Exercise instructions:
Rewrite the material, beginning at the line that contains "written like (1036,998)." and continuing through its final line, with both ends included. Offset every answer coordinate by adding 131 to each of its numbers, and keep all other lines as they are.
-=-=-=-=-
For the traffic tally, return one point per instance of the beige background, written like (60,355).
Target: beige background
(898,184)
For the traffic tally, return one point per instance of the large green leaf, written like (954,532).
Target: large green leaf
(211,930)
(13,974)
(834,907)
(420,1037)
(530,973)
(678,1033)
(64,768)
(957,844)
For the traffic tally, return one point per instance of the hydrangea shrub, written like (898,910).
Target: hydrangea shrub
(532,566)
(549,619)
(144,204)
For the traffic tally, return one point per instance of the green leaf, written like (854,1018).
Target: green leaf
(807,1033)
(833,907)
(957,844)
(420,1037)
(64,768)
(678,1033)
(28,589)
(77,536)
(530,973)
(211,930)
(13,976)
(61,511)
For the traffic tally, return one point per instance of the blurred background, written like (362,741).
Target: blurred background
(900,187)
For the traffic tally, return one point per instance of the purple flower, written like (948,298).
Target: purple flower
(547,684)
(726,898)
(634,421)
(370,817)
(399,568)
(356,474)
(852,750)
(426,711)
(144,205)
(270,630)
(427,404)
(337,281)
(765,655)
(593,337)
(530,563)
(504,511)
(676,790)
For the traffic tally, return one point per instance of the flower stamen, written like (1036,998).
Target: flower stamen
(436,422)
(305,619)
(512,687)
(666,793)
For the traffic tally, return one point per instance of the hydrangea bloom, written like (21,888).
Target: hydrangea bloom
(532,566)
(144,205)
-=-=-=-=-
Response below:
For the traffic tally, return one point per instance of the flower stamen, written like (1036,998).
Target: flower stamen
(567,553)
(436,750)
(643,818)
(797,924)
For the traffic tally, return one point per instance of the hydrangea bloom, written like (21,888).
Target: hydrangea bloom
(663,697)
(275,336)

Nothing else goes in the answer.